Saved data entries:
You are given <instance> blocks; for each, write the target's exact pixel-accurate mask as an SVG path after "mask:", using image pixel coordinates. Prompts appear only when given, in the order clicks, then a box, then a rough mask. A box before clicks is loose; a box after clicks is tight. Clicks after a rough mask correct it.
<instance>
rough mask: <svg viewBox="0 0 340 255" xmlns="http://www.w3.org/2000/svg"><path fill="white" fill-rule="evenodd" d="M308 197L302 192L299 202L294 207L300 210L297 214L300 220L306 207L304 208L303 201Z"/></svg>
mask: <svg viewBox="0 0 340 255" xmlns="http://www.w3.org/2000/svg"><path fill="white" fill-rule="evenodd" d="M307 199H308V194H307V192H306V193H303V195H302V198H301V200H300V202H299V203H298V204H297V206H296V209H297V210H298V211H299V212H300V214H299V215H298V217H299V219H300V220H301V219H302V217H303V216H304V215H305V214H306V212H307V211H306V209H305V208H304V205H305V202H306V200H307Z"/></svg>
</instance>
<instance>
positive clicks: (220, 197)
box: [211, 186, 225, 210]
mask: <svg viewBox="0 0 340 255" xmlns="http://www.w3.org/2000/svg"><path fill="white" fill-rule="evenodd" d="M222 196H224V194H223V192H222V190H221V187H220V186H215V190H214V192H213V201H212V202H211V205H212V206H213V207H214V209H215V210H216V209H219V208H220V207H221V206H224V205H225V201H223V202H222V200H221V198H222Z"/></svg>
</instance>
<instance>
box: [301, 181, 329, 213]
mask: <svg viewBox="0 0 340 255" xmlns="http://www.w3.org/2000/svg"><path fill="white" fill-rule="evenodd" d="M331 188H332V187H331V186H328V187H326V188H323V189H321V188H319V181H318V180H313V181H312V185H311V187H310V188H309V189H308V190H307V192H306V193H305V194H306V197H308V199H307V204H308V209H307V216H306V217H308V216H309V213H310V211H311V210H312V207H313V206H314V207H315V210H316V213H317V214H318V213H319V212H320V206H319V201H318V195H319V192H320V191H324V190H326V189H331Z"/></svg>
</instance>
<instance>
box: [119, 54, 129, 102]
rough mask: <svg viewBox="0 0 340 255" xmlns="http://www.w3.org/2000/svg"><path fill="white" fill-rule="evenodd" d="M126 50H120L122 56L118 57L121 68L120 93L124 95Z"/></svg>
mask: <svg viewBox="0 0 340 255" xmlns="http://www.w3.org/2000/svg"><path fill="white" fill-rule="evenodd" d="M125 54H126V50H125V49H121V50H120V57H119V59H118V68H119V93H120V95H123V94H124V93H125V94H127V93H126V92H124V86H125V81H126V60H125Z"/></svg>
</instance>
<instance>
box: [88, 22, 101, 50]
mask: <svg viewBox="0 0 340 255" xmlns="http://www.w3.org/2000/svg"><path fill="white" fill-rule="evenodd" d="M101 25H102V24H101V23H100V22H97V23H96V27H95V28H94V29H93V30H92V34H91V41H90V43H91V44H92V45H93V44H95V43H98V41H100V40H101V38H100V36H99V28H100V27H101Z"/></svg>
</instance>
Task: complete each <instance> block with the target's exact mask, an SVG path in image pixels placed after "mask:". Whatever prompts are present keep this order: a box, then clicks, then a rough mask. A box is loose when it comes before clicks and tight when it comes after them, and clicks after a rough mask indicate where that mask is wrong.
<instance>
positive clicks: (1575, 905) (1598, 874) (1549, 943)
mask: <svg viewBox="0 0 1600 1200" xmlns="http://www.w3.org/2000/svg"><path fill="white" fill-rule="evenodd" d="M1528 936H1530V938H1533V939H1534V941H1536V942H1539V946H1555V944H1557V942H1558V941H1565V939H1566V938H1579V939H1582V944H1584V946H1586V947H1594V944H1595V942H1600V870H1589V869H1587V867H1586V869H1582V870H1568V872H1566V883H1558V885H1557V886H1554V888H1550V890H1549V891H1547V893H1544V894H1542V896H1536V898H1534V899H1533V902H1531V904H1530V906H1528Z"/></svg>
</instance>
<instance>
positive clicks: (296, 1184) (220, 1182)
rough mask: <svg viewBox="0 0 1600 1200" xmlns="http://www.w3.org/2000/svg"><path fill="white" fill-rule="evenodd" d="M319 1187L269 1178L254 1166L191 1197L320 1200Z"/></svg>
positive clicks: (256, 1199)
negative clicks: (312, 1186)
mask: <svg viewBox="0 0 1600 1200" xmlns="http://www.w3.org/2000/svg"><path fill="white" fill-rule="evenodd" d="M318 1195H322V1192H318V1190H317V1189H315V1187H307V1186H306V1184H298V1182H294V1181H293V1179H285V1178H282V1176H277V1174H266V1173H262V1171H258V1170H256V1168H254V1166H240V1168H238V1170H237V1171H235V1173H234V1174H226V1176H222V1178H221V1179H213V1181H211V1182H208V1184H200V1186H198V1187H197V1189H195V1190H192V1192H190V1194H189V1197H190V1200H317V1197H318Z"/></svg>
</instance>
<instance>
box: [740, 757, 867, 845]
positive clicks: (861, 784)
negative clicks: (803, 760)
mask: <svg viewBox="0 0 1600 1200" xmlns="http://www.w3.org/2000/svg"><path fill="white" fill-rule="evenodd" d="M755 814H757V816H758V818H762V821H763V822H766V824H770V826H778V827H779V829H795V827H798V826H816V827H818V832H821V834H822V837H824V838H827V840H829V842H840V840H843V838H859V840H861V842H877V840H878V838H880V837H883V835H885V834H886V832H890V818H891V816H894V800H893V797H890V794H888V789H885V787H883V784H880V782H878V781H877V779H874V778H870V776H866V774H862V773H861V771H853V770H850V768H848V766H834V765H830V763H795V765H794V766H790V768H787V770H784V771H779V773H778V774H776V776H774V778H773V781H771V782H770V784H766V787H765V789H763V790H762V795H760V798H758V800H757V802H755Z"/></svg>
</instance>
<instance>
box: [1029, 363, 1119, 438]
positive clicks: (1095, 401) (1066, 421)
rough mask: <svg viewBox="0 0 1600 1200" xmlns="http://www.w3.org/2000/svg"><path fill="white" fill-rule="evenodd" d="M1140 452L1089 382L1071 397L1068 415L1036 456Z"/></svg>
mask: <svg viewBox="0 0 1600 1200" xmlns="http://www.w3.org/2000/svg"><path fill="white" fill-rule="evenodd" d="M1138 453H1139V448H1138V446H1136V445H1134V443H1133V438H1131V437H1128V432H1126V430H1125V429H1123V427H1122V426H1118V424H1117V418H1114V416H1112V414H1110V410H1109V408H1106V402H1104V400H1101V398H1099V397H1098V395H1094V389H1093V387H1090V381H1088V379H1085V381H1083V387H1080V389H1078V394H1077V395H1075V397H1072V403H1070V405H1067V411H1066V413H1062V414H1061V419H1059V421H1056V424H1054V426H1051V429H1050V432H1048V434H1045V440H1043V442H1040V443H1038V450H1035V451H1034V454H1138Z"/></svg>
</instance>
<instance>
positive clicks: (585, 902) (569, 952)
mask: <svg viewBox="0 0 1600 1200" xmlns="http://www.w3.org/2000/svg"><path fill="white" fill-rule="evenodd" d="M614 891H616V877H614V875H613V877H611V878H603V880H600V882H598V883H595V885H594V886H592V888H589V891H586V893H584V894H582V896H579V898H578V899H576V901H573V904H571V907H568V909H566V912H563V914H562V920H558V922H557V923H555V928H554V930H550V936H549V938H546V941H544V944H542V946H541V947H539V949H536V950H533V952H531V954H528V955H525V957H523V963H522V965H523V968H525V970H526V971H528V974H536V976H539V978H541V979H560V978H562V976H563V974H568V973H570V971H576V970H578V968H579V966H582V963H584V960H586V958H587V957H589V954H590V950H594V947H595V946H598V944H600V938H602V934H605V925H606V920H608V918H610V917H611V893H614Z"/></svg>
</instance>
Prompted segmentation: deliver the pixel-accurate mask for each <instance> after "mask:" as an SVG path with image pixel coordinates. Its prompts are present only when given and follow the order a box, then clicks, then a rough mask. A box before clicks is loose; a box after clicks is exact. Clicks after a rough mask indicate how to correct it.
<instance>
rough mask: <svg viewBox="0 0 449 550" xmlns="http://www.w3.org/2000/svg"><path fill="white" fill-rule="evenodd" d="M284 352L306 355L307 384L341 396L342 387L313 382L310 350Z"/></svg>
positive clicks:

> [DIRECTIONS] What is asked for is an exact copy of the lines above from the one containing "50H120L122 56L118 57L121" through the one containing "positive clicks: (256, 1199)", and only those.

> [EXERCISE RESPONSE]
rough mask: <svg viewBox="0 0 340 255" xmlns="http://www.w3.org/2000/svg"><path fill="white" fill-rule="evenodd" d="M126 50H120L122 56L118 57L121 68L120 93L124 95Z"/></svg>
mask: <svg viewBox="0 0 340 255" xmlns="http://www.w3.org/2000/svg"><path fill="white" fill-rule="evenodd" d="M125 54H126V50H125V49H121V50H120V57H119V59H118V68H119V93H120V95H123V94H124V93H125V94H127V93H126V92H124V86H125V81H126V60H125Z"/></svg>
</instance>
<instance>
box: [88, 22, 101, 50]
mask: <svg viewBox="0 0 340 255" xmlns="http://www.w3.org/2000/svg"><path fill="white" fill-rule="evenodd" d="M101 25H102V24H101V23H100V22H97V23H96V27H95V28H94V29H93V30H92V34H91V41H90V43H91V44H92V45H93V44H95V43H98V41H100V40H101V38H100V36H99V28H100V27H101Z"/></svg>
</instance>
Task: complete each <instance> block with the target's exact mask, an SVG path in image pixels placed after "mask:". Whatever prompts are present keep this order: a box, then clicks, then a rough mask. A box is loose when it comes before clicks and tight when it comes after them, and clicks after a rough mask indicate where that mask is wrong.
<instance>
positive clicks: (1575, 905) (1598, 874) (1549, 943)
mask: <svg viewBox="0 0 1600 1200" xmlns="http://www.w3.org/2000/svg"><path fill="white" fill-rule="evenodd" d="M1528 936H1530V938H1533V939H1534V941H1536V942H1539V946H1555V944H1557V942H1558V941H1565V939H1566V938H1579V939H1582V944H1584V946H1586V947H1594V944H1595V942H1600V870H1589V869H1587V867H1586V869H1582V870H1568V872H1566V883H1558V885H1557V886H1554V888H1550V890H1549V891H1547V893H1544V894H1542V896H1536V898H1534V899H1533V902H1531V904H1530V906H1528Z"/></svg>
</instance>
<instance>
positive clicks: (296, 1184) (220, 1182)
rough mask: <svg viewBox="0 0 1600 1200" xmlns="http://www.w3.org/2000/svg"><path fill="white" fill-rule="evenodd" d="M319 1187L269 1178L254 1166L191 1197L320 1200Z"/></svg>
positive clicks: (256, 1199)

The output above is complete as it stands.